Reproduce, character for character, the part of the cachefiles passage that begins with the words containing "I think the" and ends with "access is claimed.".

* START Passage *

But with an internal private mount that's no longer true. The internal mount
cannot be mounted read-only from userspace. Arguably, that would have been the
correct semantics right from the start similar to what overlayfs is doing.

However, the bigger semantic change would come from claiming write access when
the private mount is created. Claiming write access for as long as cachefiles
is running means that that the filesystem that is used cannot be remounted
read-only because mnt_hold_writers() would tell you to get lost. That
might be ok though. It just is something that should only be done with
capable(CAP_SYS_ADMIN) which cachefiles requires anyway.

I think the bigger issue might be freezing. Not because of the type of
operation but because freeze_super() would wait in sb_wait_write(sb,
SB_FREEZE_WRITE) until all writes finish and obviously they won't if
cachefiles just keeps running. That means you might hang forever.

One way to get around this last issue might be to introduce
SB_FREEZE_WRITE_LONGTERM which cachefiles can use (might even be able to
do that without a private mount then) and have freeze return with an
error in case long-term write access is claimed.

So anyway, trade-offs to be considered here. I just thought I throw this
out as a potential solution.

/* draft, sketch */

diff --git a/fs/cachefiles/cache.c b/fs/cachefiles/cache.c
index 9fb06dc16520..acbb5b95a9d1 100644
--- a/fs/cachefiles/cache.c
+++ b/fs/cachefiles/cache.c
@@ -20,6 +20,7 @@ int cachefiles_add_cache(struct cachefiles_cache *cache)
        struct path path;
        struct kstatfs stats;
        struct dentry *graveyard, *cachedir, *root;
+       struct vfsmount *mnt;
        const struct cred *saved_cred;
        int ret;

@@ -41,6 +42,20 @@ int cachefiles_add_cache(struct cachefiles_cache *cache)
        if (ret < 0)

* END Passage *
* START Dataset content *

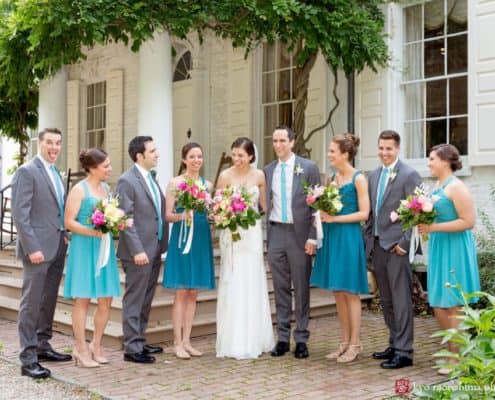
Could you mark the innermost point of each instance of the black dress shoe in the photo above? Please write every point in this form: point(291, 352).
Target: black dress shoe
point(301, 351)
point(397, 362)
point(149, 349)
point(388, 354)
point(35, 371)
point(139, 358)
point(280, 349)
point(52, 355)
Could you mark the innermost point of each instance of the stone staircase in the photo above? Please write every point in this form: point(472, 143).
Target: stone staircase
point(160, 323)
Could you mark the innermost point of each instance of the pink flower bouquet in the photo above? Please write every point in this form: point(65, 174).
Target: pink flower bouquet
point(324, 198)
point(416, 209)
point(192, 195)
point(232, 210)
point(107, 217)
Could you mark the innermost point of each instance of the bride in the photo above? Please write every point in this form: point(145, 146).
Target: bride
point(244, 324)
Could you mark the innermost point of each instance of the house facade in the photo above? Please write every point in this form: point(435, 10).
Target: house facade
point(439, 87)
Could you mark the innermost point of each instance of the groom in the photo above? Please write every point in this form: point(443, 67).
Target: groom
point(289, 244)
point(389, 245)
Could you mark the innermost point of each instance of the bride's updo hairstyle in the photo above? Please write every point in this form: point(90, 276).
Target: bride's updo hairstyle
point(449, 153)
point(91, 158)
point(247, 145)
point(348, 143)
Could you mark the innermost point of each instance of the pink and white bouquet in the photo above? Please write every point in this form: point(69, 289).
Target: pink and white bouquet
point(324, 198)
point(192, 196)
point(416, 209)
point(232, 210)
point(107, 217)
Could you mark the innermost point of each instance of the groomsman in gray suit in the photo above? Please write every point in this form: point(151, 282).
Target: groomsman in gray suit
point(38, 200)
point(291, 238)
point(140, 247)
point(389, 245)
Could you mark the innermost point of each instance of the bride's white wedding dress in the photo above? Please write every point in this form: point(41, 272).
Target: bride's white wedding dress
point(244, 323)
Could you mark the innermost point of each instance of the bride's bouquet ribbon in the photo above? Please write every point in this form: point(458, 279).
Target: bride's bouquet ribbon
point(319, 229)
point(415, 242)
point(185, 235)
point(103, 253)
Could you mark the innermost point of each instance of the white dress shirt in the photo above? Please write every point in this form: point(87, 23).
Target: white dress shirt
point(276, 212)
point(146, 179)
point(47, 166)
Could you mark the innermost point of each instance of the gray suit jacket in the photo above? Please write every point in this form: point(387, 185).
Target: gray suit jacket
point(36, 211)
point(136, 199)
point(301, 212)
point(398, 188)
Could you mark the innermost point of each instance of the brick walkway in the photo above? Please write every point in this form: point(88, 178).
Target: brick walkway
point(265, 378)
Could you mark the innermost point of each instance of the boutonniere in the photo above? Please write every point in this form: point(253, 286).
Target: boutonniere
point(298, 170)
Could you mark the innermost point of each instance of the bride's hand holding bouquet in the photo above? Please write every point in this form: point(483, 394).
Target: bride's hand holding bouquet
point(232, 210)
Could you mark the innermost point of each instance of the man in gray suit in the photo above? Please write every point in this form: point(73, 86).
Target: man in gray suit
point(38, 200)
point(140, 247)
point(388, 245)
point(291, 238)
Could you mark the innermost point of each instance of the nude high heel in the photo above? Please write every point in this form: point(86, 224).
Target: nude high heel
point(83, 362)
point(98, 359)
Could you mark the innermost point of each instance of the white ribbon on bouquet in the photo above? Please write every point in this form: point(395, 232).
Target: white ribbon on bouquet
point(415, 242)
point(103, 253)
point(319, 229)
point(184, 235)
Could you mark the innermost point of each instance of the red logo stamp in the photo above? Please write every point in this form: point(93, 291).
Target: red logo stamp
point(402, 386)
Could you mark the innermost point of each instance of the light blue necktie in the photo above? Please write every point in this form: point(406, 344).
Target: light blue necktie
point(381, 189)
point(60, 192)
point(283, 193)
point(157, 206)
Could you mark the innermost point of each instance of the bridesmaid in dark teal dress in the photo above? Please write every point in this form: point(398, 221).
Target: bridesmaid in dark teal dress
point(340, 264)
point(82, 280)
point(187, 273)
point(452, 250)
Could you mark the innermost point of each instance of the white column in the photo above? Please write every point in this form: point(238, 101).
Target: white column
point(155, 100)
point(52, 107)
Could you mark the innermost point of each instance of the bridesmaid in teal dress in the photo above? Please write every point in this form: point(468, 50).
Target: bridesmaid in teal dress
point(452, 250)
point(82, 280)
point(340, 264)
point(187, 273)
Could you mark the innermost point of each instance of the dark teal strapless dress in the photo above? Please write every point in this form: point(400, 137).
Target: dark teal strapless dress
point(340, 264)
point(451, 258)
point(80, 277)
point(194, 270)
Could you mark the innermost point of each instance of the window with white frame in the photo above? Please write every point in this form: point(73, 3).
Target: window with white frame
point(435, 83)
point(277, 93)
point(96, 114)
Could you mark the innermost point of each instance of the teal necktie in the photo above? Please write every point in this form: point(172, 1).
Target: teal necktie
point(283, 193)
point(381, 189)
point(157, 206)
point(60, 192)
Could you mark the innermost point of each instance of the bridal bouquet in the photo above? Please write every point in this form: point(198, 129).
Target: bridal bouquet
point(416, 209)
point(192, 196)
point(108, 218)
point(232, 210)
point(324, 198)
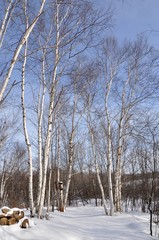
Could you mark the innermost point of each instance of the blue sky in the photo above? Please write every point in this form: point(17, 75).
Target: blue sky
point(135, 16)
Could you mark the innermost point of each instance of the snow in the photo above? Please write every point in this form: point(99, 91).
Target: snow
point(82, 223)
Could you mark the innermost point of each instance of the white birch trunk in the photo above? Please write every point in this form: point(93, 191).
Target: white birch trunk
point(18, 49)
point(49, 189)
point(50, 117)
point(70, 166)
point(6, 21)
point(40, 117)
point(31, 202)
point(97, 171)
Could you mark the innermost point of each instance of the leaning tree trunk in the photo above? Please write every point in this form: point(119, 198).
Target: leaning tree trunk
point(28, 144)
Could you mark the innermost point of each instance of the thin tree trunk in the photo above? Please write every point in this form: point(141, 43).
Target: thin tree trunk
point(40, 117)
point(98, 172)
point(50, 117)
point(70, 167)
point(31, 202)
point(18, 49)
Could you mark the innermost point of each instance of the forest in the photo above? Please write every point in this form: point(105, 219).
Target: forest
point(78, 109)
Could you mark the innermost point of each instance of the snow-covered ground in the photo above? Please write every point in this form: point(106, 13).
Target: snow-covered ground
point(82, 223)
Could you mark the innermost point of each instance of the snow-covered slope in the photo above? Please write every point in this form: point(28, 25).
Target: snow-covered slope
point(82, 223)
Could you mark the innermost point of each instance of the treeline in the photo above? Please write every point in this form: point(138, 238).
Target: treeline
point(78, 107)
point(84, 188)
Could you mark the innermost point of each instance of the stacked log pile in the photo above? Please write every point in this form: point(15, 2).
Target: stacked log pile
point(10, 216)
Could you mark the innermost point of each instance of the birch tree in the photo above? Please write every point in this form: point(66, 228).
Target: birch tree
point(23, 38)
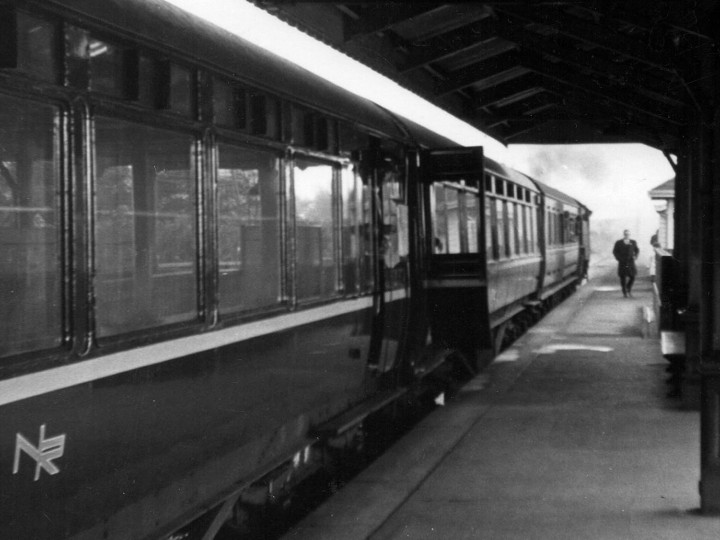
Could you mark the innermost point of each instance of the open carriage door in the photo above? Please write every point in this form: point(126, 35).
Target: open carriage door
point(455, 279)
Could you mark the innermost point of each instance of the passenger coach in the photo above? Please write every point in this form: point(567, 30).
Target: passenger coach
point(216, 267)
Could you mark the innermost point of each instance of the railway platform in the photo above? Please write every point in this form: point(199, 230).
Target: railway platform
point(568, 434)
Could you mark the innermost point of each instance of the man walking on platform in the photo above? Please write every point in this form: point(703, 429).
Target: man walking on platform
point(625, 252)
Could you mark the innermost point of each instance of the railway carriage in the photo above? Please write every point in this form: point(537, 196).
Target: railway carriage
point(216, 266)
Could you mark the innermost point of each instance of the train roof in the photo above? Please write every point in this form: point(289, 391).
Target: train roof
point(165, 27)
point(493, 167)
point(556, 194)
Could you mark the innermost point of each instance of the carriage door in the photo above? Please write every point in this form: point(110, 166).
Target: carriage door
point(391, 295)
point(455, 276)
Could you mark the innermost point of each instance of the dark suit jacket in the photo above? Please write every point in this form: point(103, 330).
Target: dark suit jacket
point(625, 254)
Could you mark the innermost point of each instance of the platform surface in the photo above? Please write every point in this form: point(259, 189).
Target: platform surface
point(567, 435)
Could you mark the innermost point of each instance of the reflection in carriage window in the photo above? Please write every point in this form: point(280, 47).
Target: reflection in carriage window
point(30, 276)
point(316, 257)
point(356, 241)
point(145, 227)
point(248, 228)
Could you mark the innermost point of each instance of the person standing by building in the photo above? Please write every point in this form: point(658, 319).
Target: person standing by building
point(625, 252)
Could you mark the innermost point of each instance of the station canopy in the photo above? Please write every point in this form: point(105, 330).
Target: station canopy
point(538, 71)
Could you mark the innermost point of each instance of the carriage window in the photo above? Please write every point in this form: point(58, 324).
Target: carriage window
point(181, 95)
point(472, 219)
point(145, 227)
point(224, 104)
point(395, 239)
point(30, 296)
point(490, 229)
point(500, 220)
point(107, 68)
point(316, 257)
point(356, 241)
point(512, 228)
point(37, 42)
point(248, 228)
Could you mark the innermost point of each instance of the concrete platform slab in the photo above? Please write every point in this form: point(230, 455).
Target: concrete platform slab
point(567, 435)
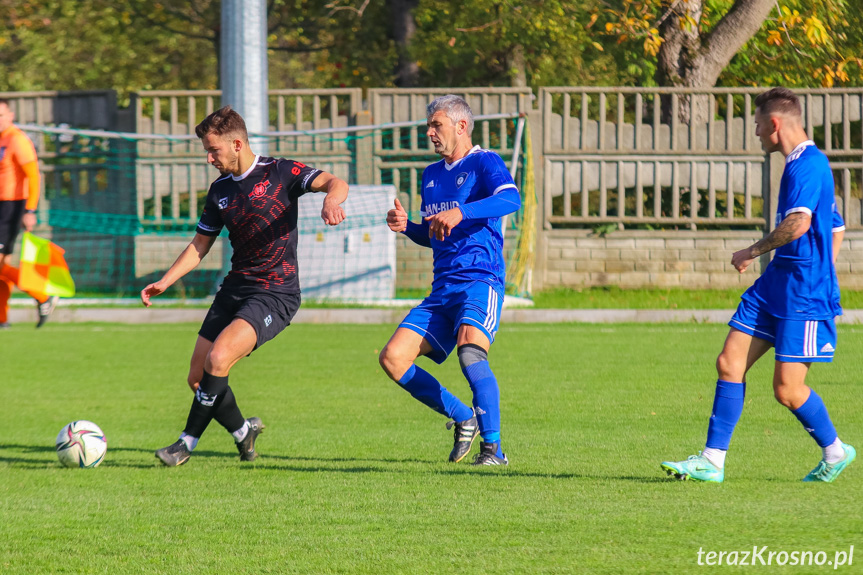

* END Dataset content *

Solution below:
I think the bigger issue might be freezing. Not because of the type of
operation but because freeze_super() would wait in sb_wait_write(sb,
SB_FREEZE_WRITE) until all writes finish and obviously they won't if
cachefiles just keeps running. That means you might hang forever.

One way to get around this last issue might be to introduce
SB_FREEZE_WRITE_LONGTERM which cachefiles can use (might even be able to
do that without a private mount then) and have freeze return with an
error in case long-term write access is claimed.